● **課題 1**: 下の津波防災についての文章から、かぎかっこ「」でくくられている語句をすべて、出てくる順に書き出してください。

● **提示された抜粋**:
ということは、何の政策もなくて放っておいても、人々は自主的に海岸部から内陸部へと移転していくことだろう。太平洋沿岸の街の人口は、これから加速して減少するだろう。
 それとも、またすぐに忘れて、「湘南海辺の素敵な暮らし」なんて言い出すのだろうか。

 津波防災のための政策を何も知らないままもどうかと思うので、「津波防災地域づくり法」なるものを読んでみた。20111年12月にできているから泥縄であるが、わたしが考えるようなことが書いてある。
 まずは「津波災害警戒区域」の指定で、これは要するに津波被災予定区域のイエローゾーンであるらしい。あれこれ対策計画をする。
 つぎはレッドゾーンの「津波災害特別警戒区域」の指定である。なにしろ生命が危ない地域なので、ここに新たに住むことを禁止するのである。ここも住まいだけ禁止となっているが、それだけでいいのかと疑問になる。

 ということで、泥縄法だったが津波対応政策はあることが分かった。

● **データ項目**:

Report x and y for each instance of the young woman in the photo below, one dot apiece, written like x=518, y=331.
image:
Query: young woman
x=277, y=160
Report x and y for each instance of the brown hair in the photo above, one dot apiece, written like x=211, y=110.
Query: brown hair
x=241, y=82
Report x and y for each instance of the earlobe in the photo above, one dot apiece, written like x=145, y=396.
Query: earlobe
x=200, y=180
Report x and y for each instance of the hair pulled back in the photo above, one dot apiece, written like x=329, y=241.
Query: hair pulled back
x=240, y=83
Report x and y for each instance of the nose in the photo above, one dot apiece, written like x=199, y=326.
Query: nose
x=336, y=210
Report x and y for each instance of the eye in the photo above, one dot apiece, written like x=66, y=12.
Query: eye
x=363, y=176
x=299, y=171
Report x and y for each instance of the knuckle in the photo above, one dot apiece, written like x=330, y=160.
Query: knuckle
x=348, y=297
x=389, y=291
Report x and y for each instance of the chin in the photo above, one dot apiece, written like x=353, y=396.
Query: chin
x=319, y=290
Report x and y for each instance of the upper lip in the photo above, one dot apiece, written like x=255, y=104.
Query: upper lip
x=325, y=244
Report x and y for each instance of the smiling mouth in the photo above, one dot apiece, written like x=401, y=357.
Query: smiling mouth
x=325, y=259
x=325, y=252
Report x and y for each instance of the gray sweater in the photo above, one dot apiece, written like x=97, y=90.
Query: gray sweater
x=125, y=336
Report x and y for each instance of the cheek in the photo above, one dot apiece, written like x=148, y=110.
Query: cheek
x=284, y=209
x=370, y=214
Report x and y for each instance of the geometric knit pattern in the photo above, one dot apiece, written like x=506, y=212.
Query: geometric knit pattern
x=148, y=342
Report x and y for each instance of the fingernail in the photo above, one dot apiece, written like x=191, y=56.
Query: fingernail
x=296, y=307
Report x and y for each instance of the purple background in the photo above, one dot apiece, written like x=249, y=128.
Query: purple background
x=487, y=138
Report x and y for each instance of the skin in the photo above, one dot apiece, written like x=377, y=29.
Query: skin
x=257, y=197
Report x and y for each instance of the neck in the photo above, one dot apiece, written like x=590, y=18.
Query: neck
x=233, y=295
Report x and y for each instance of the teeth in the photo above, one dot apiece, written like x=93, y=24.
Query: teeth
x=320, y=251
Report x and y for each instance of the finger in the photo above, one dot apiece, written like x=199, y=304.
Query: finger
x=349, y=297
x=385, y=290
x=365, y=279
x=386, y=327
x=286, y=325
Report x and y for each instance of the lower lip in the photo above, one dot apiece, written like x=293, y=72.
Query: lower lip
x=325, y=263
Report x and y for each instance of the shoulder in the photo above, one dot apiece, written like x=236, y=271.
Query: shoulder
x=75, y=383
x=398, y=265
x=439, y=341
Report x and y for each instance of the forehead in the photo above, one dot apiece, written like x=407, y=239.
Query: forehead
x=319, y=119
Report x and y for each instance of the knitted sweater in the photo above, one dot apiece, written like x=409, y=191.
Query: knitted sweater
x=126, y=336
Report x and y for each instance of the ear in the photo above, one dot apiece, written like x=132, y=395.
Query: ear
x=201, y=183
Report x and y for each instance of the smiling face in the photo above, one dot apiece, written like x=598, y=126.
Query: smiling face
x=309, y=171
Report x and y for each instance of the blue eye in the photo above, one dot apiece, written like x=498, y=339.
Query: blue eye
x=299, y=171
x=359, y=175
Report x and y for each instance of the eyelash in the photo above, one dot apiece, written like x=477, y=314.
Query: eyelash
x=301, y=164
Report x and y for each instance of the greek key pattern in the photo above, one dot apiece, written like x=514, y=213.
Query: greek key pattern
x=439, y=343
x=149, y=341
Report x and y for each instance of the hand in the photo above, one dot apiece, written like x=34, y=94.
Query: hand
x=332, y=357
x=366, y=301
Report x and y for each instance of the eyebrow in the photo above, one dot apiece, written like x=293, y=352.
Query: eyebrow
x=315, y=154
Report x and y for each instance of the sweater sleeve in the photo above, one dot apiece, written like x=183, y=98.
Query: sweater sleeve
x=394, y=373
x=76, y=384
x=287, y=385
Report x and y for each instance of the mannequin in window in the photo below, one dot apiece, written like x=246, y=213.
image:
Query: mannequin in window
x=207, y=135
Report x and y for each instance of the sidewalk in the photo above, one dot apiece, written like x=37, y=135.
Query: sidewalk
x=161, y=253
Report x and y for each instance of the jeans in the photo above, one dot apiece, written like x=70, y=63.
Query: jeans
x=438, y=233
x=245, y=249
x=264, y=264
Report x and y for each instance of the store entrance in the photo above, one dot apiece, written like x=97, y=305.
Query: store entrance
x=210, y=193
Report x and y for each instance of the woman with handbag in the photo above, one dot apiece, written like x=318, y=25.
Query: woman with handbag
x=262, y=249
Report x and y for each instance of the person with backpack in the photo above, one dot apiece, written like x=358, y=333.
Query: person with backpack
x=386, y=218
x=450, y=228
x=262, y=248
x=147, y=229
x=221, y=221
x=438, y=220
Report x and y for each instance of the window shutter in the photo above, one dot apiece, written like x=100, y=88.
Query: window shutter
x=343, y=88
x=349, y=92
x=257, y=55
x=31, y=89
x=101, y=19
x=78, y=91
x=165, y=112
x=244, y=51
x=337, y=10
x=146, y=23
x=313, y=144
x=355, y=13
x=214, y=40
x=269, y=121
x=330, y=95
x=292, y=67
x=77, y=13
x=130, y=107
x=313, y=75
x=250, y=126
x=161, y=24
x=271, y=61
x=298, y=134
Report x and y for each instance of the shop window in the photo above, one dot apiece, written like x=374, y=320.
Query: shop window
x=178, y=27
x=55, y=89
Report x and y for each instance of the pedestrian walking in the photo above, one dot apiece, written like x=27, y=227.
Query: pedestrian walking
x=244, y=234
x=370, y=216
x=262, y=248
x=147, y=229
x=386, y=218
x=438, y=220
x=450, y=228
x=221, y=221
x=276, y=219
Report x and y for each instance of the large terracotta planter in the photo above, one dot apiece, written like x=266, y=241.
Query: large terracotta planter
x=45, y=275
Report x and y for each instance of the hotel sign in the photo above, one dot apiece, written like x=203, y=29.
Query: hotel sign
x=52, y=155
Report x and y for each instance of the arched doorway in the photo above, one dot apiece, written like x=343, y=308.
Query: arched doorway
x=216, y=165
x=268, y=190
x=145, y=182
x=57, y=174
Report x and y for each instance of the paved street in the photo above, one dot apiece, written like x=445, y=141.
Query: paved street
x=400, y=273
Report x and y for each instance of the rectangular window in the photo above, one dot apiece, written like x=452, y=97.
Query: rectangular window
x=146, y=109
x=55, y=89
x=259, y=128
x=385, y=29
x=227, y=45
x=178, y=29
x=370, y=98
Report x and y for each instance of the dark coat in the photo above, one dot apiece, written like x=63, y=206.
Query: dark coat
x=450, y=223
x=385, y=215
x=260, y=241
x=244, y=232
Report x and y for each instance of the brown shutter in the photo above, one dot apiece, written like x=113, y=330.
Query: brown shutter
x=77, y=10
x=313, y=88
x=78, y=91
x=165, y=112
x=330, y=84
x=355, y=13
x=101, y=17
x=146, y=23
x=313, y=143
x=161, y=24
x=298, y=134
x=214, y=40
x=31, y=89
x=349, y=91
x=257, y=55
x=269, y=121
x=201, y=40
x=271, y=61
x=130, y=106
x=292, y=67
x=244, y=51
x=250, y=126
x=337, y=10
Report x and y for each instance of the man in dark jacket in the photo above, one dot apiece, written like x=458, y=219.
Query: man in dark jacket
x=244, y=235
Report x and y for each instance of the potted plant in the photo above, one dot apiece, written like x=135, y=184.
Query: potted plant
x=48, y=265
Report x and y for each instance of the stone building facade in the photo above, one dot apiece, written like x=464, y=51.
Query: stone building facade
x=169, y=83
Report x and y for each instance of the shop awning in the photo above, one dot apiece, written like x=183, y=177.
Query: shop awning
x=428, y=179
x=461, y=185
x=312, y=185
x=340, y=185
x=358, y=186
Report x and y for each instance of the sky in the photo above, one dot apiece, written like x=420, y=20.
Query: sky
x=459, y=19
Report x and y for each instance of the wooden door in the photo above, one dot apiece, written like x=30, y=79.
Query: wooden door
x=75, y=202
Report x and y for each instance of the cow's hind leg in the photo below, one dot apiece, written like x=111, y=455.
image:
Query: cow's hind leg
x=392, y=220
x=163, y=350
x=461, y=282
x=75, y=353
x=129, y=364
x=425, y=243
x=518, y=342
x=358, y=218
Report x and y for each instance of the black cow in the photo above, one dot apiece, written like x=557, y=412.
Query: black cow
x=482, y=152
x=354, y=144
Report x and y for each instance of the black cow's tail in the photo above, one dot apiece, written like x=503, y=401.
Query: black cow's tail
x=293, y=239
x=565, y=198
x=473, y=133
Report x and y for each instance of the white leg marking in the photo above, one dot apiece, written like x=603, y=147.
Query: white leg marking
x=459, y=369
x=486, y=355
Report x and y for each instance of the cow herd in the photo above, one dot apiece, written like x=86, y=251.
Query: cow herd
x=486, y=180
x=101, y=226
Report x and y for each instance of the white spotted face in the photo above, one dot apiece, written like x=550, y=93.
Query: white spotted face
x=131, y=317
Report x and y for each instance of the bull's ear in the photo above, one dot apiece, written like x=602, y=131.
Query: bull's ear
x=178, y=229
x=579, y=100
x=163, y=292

● **課題 2**: 上のリストを、先頭の行から始まり「x=241, y=82」を含む行で終わる範囲だけ、「young woman」を「adult woman」に置き換えて書き直してください。ほかの部分は一切変えないでください。

● **正しい結果 1**:
「湘南海辺の素敵な暮らし」
「津波防災地域づくり法」
「津波災害警戒区域」
「津波災害特別警戒区域」

● **正しい結果 2**:
Report x and y for each instance of the adult woman in the photo below, one dot apiece, written like x=518, y=331.
image:
Query: adult woman
x=277, y=160
Report x and y for each instance of the brown hair in the photo above, one dot apiece, written like x=211, y=110.
Query: brown hair
x=241, y=82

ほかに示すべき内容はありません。